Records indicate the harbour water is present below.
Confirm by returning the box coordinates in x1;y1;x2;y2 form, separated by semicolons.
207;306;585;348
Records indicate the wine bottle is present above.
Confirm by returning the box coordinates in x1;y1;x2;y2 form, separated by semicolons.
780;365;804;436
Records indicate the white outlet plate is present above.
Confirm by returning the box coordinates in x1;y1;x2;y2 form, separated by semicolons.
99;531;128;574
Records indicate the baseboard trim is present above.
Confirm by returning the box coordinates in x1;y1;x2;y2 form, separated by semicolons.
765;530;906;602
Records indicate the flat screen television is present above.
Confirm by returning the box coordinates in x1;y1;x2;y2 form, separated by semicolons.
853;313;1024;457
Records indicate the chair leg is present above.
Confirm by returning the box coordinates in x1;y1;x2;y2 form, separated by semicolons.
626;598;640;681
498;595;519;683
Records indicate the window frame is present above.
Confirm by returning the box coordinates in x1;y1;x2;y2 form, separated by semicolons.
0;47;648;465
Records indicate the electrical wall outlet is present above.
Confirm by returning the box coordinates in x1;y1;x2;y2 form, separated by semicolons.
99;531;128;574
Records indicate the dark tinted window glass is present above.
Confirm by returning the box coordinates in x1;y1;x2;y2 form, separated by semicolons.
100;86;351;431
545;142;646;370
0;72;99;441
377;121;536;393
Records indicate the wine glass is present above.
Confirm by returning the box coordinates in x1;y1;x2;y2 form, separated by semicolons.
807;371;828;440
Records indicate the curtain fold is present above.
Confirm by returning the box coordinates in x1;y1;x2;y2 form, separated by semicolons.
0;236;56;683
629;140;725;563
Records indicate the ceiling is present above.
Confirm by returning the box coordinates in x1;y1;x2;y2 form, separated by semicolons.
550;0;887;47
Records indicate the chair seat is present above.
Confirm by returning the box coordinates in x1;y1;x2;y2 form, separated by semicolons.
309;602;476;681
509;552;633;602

◇ ◇ ◇ ◇ ◇ ◇ ◇

● **THE REQUEST**
Reproduce all of the items above word for word, with no changes.

● **FINISHED EXERCISE**
Records indicate the harbour water is present below.
Confirm by returning the box coordinates in x1;y1;x2;y2 form, separated by semicolons.
207;306;585;348
Records indicate the wine bottle is present above.
Confirm by returning the box coordinates in x1;y1;x2;y2 form, separated by semicolons.
780;365;804;436
Records indicate the white outlet plate is present above.
Confirm by returning the box coordinates in x1;y1;x2;y2 form, separated by semicolons.
99;531;128;574
Records indicate the baseboard trim is present above.
Confirm by returning the box coordinates in x1;y1;x2;y2 form, separated by semicolons.
765;530;906;602
Records indicate the flat screen television is present above.
Confirm by returning the box coordinates in x1;y1;x2;y2 form, separated by semicolons.
853;313;1024;457
Records indicate the chair leg is present above.
Confirm by returning the box coordinates in x1;y1;x2;y2 form, separated by semicolons.
626;598;640;681
498;595;519;683
Records indicate the window frame is present above.
Confirm by returning the box coordinates in x1;y1;x2;y2 form, separated by semicolons.
0;47;648;465
Records indicate the electrical wall outlet is present above.
Confirm by returning the box coordinates in x1;y1;x2;y2 form, separated by semicolons.
99;531;128;574
Records indicate the dark tinted window glass is present above.
Confirm by returning the box coordinates in x1;y1;x2;y2 form, separated by semicolons.
100;86;351;431
545;142;646;370
0;72;99;441
377;121;536;393
Records indicate the wine glass is present above.
Confirm by returning the box coordinates in x1;y1;x2;y2 form, separated by semicolons.
807;371;828;440
Records indicate the curtain fold is present above.
Confirm by returning the box coordinates in x1;y1;x2;y2 form, separated by semicolons.
0;236;56;683
629;140;725;563
Records indicate the ceiling is present above.
Confirm by returning the box coordinates in x1;y1;x2;y2 form, separated by semicolons.
550;0;887;47
Records indicate the chair seat is present above.
Confirm by returning the box coordinates in x1;y1;x2;y2 form, separated by semicolons.
309;602;476;681
509;552;633;602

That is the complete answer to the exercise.